=== Section Start ===

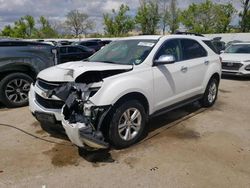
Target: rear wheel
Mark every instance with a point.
(14, 89)
(211, 93)
(127, 124)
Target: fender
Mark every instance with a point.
(214, 68)
(114, 88)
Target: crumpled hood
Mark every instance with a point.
(68, 72)
(235, 57)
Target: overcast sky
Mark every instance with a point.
(11, 10)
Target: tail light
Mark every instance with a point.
(220, 60)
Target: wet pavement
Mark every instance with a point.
(188, 147)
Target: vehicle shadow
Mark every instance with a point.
(54, 130)
(154, 124)
(237, 78)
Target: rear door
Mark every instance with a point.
(170, 80)
(196, 61)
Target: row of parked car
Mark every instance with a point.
(108, 97)
(21, 61)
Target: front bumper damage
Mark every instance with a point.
(82, 120)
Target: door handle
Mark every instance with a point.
(206, 62)
(184, 69)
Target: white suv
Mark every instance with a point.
(236, 60)
(108, 98)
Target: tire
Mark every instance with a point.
(211, 93)
(14, 89)
(122, 116)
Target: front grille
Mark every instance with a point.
(49, 103)
(48, 85)
(231, 66)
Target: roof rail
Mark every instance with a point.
(188, 33)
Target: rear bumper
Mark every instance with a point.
(241, 71)
(243, 74)
(34, 106)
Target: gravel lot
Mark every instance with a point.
(189, 147)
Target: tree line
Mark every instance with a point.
(152, 17)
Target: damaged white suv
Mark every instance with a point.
(108, 98)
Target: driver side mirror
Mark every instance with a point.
(165, 59)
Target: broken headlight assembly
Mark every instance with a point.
(81, 118)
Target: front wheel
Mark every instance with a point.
(211, 93)
(14, 89)
(127, 124)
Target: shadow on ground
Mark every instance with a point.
(104, 156)
(237, 78)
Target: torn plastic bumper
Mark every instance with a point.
(82, 135)
(81, 119)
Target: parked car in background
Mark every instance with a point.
(94, 44)
(105, 42)
(218, 44)
(73, 53)
(236, 59)
(232, 42)
(20, 62)
(64, 43)
(109, 98)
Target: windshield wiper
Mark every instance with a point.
(112, 62)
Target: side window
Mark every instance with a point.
(191, 49)
(80, 50)
(63, 50)
(72, 50)
(170, 47)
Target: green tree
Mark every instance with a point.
(30, 24)
(224, 14)
(148, 17)
(118, 23)
(78, 23)
(207, 17)
(20, 29)
(245, 16)
(199, 18)
(173, 17)
(7, 31)
(46, 31)
(163, 11)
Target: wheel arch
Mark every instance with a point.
(134, 96)
(18, 68)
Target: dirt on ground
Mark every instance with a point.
(188, 147)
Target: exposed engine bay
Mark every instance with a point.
(81, 119)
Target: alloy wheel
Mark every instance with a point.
(130, 124)
(17, 90)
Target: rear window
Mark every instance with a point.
(211, 46)
(192, 49)
(238, 49)
(21, 43)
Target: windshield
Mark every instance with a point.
(126, 52)
(238, 48)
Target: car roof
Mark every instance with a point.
(237, 43)
(157, 37)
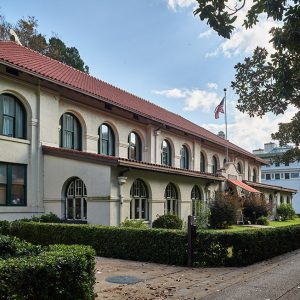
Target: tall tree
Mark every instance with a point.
(26, 29)
(265, 82)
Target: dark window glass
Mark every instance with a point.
(202, 162)
(139, 207)
(171, 204)
(12, 117)
(12, 184)
(166, 153)
(184, 159)
(70, 132)
(134, 146)
(106, 140)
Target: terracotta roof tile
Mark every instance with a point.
(46, 67)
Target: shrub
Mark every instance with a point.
(168, 221)
(262, 221)
(223, 211)
(57, 272)
(134, 224)
(286, 212)
(255, 207)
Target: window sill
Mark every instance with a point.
(12, 139)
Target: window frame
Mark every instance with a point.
(18, 106)
(9, 185)
(110, 140)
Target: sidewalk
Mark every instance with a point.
(278, 278)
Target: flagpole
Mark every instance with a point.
(227, 160)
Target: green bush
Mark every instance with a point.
(255, 207)
(262, 221)
(56, 272)
(286, 212)
(223, 211)
(168, 221)
(134, 224)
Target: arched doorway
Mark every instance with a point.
(76, 205)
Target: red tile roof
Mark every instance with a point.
(42, 66)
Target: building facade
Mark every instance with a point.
(90, 152)
(280, 174)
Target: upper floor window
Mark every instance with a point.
(202, 162)
(184, 160)
(12, 184)
(134, 148)
(106, 140)
(166, 153)
(12, 117)
(70, 132)
(214, 163)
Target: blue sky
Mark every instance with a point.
(157, 50)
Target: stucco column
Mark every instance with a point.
(121, 180)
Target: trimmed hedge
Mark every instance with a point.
(166, 246)
(56, 272)
(160, 246)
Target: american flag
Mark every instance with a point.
(219, 109)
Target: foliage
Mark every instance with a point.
(223, 210)
(134, 224)
(168, 221)
(262, 221)
(286, 211)
(255, 207)
(26, 30)
(56, 272)
(265, 83)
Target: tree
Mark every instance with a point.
(265, 82)
(26, 29)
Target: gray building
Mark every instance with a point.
(280, 174)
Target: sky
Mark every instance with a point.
(158, 50)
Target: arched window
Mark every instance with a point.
(254, 177)
(106, 140)
(184, 159)
(171, 196)
(239, 168)
(166, 153)
(139, 207)
(134, 148)
(202, 162)
(12, 117)
(76, 206)
(196, 201)
(214, 163)
(70, 132)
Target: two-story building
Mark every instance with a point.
(88, 151)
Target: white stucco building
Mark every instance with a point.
(88, 151)
(280, 174)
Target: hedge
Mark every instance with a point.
(165, 246)
(155, 245)
(54, 272)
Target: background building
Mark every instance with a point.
(280, 174)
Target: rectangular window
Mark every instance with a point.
(294, 175)
(12, 184)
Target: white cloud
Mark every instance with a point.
(212, 85)
(193, 98)
(205, 34)
(174, 4)
(251, 133)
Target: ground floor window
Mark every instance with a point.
(76, 205)
(12, 184)
(171, 196)
(139, 207)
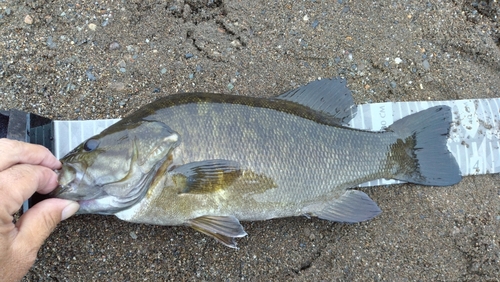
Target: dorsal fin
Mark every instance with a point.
(330, 96)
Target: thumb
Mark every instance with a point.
(39, 221)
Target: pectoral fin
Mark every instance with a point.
(353, 206)
(222, 228)
(206, 176)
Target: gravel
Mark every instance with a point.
(60, 59)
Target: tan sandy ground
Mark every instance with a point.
(103, 59)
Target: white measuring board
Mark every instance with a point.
(474, 137)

=== Section End ===

◆ **WORK REQUIRED**: The entries need to be restated exactly, and their pictures left out.

◆ **RESPONSE TO THE EXERCISE**:
Target: rear wheel
Mark every instance with a point.
(14, 89)
(211, 93)
(127, 124)
Target: fender
Mark every instance with a point.
(214, 68)
(114, 88)
Target: crumpled hood
Mark every instance with a point.
(68, 72)
(235, 57)
Target: overcast sky
Mark every instance with a point.
(11, 10)
Target: tail light
Mark every instance with a point.
(220, 60)
Target: wet pavement
Mark every instance with a point.
(188, 147)
Target: vehicle shadow
Mark every instance with a point.
(54, 130)
(154, 124)
(237, 78)
Target: rear door
Mark every instance with a point.
(170, 80)
(196, 61)
Target: row of parked car
Mark every instance with a point.
(108, 97)
(21, 61)
Target: front bumper damage
Mark every instance with a point.
(82, 120)
Target: door handle
Mark every instance with a point.
(206, 62)
(184, 69)
Target: white suv
Mark every instance with a point.
(236, 60)
(108, 98)
Target: tire
Mark every instance with a point.
(211, 93)
(14, 89)
(122, 116)
Target: front grille
Mark every instance with a point.
(49, 103)
(48, 85)
(231, 66)
Target: roof rail
Mark every instance with a point.
(188, 33)
Target: rear bumper
Mark every instance with a point.
(241, 71)
(243, 74)
(34, 106)
Target: gravel lot
Mark every instance with a point.
(189, 147)
Target: tree line
Mark every instance with a point.
(152, 17)
Target: damaged white suv
Mark every instance with a point.
(108, 98)
Target: driver side mirror
Mark every instance with a point.
(165, 59)
Target: broken headlight assembly
Mark every instance with a point.
(81, 118)
Target: front wheel
Mark every instance with a point.
(211, 93)
(14, 89)
(127, 124)
Target: shadow on ground
Mark every instance with a point.
(104, 156)
(237, 78)
Target: torn plastic bumper
Mark every instance with a point.
(82, 135)
(81, 119)
Target: parked car in background
Mark every instance with a point.
(94, 44)
(105, 42)
(218, 44)
(73, 53)
(236, 59)
(232, 42)
(20, 62)
(64, 43)
(109, 98)
Target: windshield wiper
Mark every instance with a point.
(112, 62)
Target: side window
Mark every instance with a point.
(191, 49)
(80, 50)
(63, 50)
(72, 50)
(170, 47)
Target: green tree
Mark every instance with a point.
(30, 24)
(224, 14)
(148, 17)
(118, 23)
(78, 23)
(207, 17)
(20, 29)
(245, 16)
(199, 18)
(173, 17)
(7, 31)
(46, 31)
(163, 11)
Target: wheel arch
Mark every instance with a point.
(134, 96)
(18, 68)
Target: dirt on ground
Mark every instance with a point.
(188, 147)
Target: exposed engine bay
Mark every instance with a point.
(81, 119)
Target: alloy wheel
Mark every instance with a point.
(130, 124)
(17, 90)
Target: rear window
Mark every instance with a point.
(211, 46)
(192, 49)
(238, 49)
(21, 43)
Target: windshield
Mark every instance with a point.
(126, 52)
(238, 48)
Target: car roof
Mark every instance with a point.
(237, 43)
(157, 37)
Target: tall tree
Mark every instance with a point.
(26, 29)
(265, 82)
Target: dark window glass
Mark every instance with a point.
(202, 162)
(139, 207)
(171, 204)
(12, 117)
(12, 184)
(166, 153)
(184, 159)
(70, 132)
(134, 146)
(106, 140)
Target: terracotta roof tile
Mark every instance with a point.
(46, 67)
Target: shrub
Mark every instance with a point.
(168, 221)
(262, 221)
(223, 211)
(57, 272)
(134, 224)
(286, 212)
(255, 207)
Target: window sill
Mark every instance with a point.
(12, 139)
Target: window frame
Mark every instance with a point.
(18, 106)
(9, 185)
(110, 140)
Target: sidewalk
Mark every instance with a point.
(278, 278)
Target: flagpole
Mark every instance with a point.
(227, 160)
Target: green bush
Mark every instance with a point.
(255, 207)
(262, 221)
(56, 272)
(286, 212)
(223, 211)
(168, 221)
(134, 224)
Target: arched doorway
Mark every instance with a point.
(76, 205)
Target: red tile roof
Mark every instance with a point.
(42, 66)
Target: building facade
Mark every instance with a point.
(90, 152)
(280, 174)
Target: upper floor window
Mark every instance with a point.
(202, 162)
(184, 160)
(12, 184)
(134, 148)
(106, 140)
(166, 153)
(12, 117)
(70, 132)
(214, 163)
Target: blue sky
Mark every instance with a point.
(157, 50)
Target: stucco column
Mark every instance with a point.
(121, 180)
Target: trimmed hedge
Mark every instance with a point.
(166, 246)
(56, 272)
(160, 246)
Target: american flag
Mark every instance with a point.
(219, 109)
Target: foliage
Mark every instance with a point.
(223, 210)
(134, 224)
(168, 221)
(262, 221)
(286, 211)
(255, 207)
(26, 30)
(56, 272)
(265, 83)
Target: tree
Mark every instance with a point.
(265, 82)
(26, 29)
Target: gray building
Mark every instance with a point.
(280, 174)
Target: sky
Mark every instance with a point.
(158, 50)
Target: arched window
Mark every instance with a point.
(254, 177)
(106, 140)
(184, 159)
(171, 196)
(239, 168)
(166, 153)
(139, 207)
(134, 148)
(202, 162)
(12, 117)
(76, 206)
(196, 201)
(214, 163)
(70, 132)
Target: two-story building
Mark every instance with a point.
(88, 151)
Target: white stucco building
Mark every instance with a point.
(88, 151)
(280, 174)
Target: hedge
Mark every instance with a point.
(165, 246)
(155, 245)
(54, 272)
Target: background building
Mark every instance with a point.
(280, 174)
Target: rectangular window
Mark every instance with a point.
(294, 175)
(12, 184)
Target: white cloud
Mark every instance with a point.
(212, 85)
(193, 98)
(205, 34)
(174, 4)
(251, 133)
Target: ground floor window
Mark every instance with a point.
(76, 205)
(12, 184)
(171, 196)
(139, 207)
Target: dorsal fin
Mark every instance with a point.
(330, 96)
Target: thumb
Mark every instance with a point.
(39, 221)
Target: pectoral fin
Mark every instance with a point.
(353, 206)
(222, 228)
(206, 176)
Target: gravel
Mark every instance with a point.
(60, 59)
Target: tan sandy ground
Mark every instance with a point.
(103, 59)
Target: white measuring board
Mark every instance with a point.
(474, 137)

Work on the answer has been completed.